#### AIM OF THE EXERCISE
Every line from the one with "of the hazy" through the final line must be written out exactly, and no other line; omit the pictures.

── PROVIDED DATA

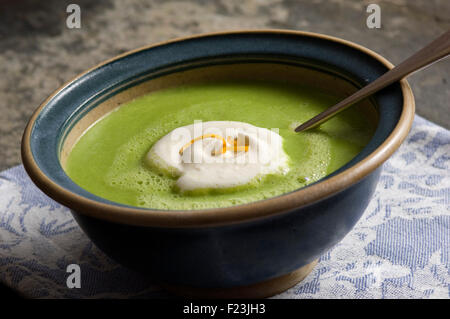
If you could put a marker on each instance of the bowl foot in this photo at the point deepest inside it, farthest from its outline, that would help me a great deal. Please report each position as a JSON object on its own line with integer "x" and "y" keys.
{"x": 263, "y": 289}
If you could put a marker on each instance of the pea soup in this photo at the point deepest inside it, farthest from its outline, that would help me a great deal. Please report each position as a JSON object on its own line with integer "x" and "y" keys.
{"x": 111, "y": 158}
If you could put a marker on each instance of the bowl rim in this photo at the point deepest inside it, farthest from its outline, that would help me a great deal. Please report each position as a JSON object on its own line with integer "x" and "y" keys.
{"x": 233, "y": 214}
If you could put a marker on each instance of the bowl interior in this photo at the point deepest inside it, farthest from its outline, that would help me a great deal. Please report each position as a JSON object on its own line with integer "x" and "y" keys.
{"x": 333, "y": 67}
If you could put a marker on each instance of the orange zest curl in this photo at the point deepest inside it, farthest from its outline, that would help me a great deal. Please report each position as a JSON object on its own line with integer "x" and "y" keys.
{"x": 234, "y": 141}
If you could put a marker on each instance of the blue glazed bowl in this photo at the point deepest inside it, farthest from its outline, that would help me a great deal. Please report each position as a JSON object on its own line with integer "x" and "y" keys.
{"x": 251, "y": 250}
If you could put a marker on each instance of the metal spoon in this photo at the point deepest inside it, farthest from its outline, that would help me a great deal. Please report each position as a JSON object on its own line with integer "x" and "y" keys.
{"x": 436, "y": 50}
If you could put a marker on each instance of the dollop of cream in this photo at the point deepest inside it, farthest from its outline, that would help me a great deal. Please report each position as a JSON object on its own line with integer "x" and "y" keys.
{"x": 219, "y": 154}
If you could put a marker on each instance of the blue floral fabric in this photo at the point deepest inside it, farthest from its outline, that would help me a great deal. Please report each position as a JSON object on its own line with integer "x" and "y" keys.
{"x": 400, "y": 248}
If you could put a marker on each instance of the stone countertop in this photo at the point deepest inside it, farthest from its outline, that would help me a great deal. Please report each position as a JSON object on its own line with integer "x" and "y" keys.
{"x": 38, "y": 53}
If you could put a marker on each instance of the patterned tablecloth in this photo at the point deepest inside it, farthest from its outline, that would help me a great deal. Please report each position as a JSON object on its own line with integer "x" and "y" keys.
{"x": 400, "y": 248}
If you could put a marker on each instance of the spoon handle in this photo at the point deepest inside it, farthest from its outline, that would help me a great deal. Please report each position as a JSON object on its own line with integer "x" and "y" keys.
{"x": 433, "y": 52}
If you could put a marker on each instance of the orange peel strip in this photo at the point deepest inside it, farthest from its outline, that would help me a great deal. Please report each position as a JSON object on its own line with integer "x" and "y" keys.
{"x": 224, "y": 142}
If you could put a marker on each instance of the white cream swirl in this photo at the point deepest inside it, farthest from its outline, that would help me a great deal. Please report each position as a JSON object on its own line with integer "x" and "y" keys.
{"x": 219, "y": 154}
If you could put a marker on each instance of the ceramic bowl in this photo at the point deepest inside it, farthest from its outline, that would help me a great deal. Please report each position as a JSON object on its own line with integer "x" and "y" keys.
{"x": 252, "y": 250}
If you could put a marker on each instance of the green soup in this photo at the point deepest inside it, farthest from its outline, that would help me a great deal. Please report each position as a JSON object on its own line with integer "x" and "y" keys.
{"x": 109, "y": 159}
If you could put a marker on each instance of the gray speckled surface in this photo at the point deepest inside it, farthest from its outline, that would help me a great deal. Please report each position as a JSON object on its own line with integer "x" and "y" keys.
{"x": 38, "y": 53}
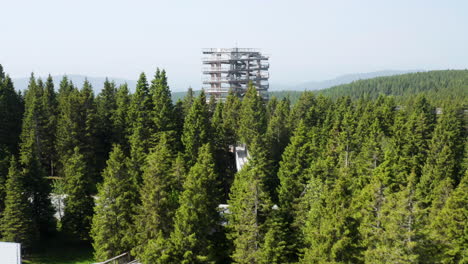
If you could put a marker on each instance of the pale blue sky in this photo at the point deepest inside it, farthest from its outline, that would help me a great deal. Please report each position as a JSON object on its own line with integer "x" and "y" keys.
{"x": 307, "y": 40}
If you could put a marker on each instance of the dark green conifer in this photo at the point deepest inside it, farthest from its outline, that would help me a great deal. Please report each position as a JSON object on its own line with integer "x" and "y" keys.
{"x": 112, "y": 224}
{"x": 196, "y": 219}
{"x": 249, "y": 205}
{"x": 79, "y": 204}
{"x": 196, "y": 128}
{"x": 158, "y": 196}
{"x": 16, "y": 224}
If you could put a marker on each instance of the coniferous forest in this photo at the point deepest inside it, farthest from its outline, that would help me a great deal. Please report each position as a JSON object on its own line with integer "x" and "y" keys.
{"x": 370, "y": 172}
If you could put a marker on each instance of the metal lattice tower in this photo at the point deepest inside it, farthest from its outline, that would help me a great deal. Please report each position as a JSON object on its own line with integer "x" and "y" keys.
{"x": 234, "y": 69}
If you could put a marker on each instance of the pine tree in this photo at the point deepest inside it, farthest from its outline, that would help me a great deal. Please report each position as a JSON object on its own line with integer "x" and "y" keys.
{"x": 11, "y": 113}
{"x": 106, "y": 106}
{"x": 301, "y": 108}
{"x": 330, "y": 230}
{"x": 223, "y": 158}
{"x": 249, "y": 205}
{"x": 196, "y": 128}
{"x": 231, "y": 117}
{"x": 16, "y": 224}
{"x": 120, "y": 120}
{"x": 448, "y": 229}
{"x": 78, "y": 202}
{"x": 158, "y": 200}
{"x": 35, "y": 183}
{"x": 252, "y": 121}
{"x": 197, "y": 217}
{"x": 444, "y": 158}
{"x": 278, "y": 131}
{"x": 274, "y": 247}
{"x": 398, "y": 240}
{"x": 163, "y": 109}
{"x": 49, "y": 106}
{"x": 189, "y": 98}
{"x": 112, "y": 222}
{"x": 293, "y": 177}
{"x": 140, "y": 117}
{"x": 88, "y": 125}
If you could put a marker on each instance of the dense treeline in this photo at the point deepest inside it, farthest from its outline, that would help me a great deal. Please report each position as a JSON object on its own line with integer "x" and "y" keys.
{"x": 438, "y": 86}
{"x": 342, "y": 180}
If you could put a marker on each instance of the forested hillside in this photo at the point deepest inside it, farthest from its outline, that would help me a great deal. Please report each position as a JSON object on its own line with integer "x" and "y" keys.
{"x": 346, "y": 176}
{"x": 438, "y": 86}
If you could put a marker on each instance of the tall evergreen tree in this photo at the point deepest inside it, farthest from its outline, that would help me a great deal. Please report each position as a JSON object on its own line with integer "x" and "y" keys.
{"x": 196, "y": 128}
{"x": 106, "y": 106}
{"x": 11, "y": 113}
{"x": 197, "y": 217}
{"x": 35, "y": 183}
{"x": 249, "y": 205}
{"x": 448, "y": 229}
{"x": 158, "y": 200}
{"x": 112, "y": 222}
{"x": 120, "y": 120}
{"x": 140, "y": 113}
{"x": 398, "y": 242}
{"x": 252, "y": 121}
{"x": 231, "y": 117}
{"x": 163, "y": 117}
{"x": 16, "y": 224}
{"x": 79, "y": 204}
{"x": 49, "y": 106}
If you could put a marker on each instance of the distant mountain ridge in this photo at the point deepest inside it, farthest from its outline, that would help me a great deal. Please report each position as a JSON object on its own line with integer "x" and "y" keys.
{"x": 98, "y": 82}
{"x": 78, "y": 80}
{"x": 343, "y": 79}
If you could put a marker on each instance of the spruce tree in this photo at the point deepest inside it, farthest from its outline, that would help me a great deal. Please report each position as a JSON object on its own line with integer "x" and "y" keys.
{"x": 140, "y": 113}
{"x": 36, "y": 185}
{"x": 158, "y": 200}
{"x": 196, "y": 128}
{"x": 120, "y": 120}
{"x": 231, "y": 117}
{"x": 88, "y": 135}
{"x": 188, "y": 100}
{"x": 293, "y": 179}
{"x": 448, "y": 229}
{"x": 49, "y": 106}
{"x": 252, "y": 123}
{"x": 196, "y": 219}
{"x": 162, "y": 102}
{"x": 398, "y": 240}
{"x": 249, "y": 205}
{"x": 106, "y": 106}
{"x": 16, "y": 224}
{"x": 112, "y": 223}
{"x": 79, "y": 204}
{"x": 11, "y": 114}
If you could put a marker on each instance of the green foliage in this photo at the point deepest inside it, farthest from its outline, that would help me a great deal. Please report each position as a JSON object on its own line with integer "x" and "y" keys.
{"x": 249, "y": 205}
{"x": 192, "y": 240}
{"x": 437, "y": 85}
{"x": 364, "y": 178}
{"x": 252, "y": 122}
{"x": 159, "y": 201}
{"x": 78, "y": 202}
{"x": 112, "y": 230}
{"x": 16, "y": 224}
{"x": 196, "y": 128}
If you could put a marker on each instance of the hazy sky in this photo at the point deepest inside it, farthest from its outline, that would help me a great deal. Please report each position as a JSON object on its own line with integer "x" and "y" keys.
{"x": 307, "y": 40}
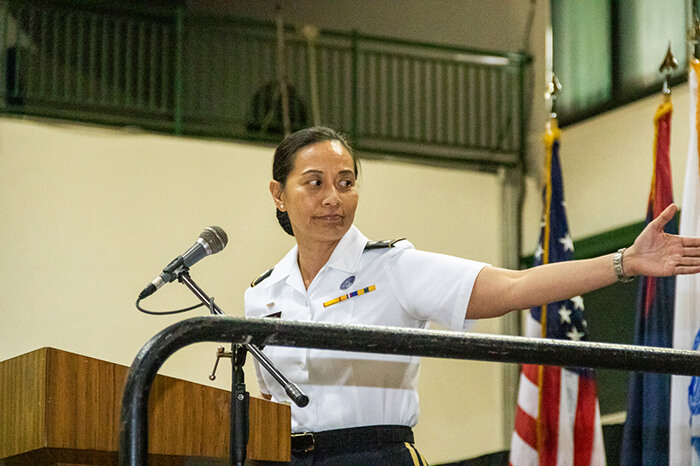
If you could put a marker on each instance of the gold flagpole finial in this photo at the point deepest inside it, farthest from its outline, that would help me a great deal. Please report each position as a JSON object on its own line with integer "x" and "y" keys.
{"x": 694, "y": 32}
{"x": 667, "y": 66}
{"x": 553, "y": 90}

────

#### SOLVED EXERCISE
If you could put a marker on each instance of the hazy sky in this photo at the point deepest inside it, farthest from its outline, that would help me a great deal. Please report each position as a JSON object on its own line with integer "x" and "y" keys.
{"x": 307, "y": 40}
If you could put a marker on each instance of the gold flagpole finial in this photo at the point deepest inside it, farthest from its outline, that would help me a great deal. Please report each position as a JSON object on its own line with integer "x" and "y" keys.
{"x": 694, "y": 32}
{"x": 667, "y": 66}
{"x": 553, "y": 90}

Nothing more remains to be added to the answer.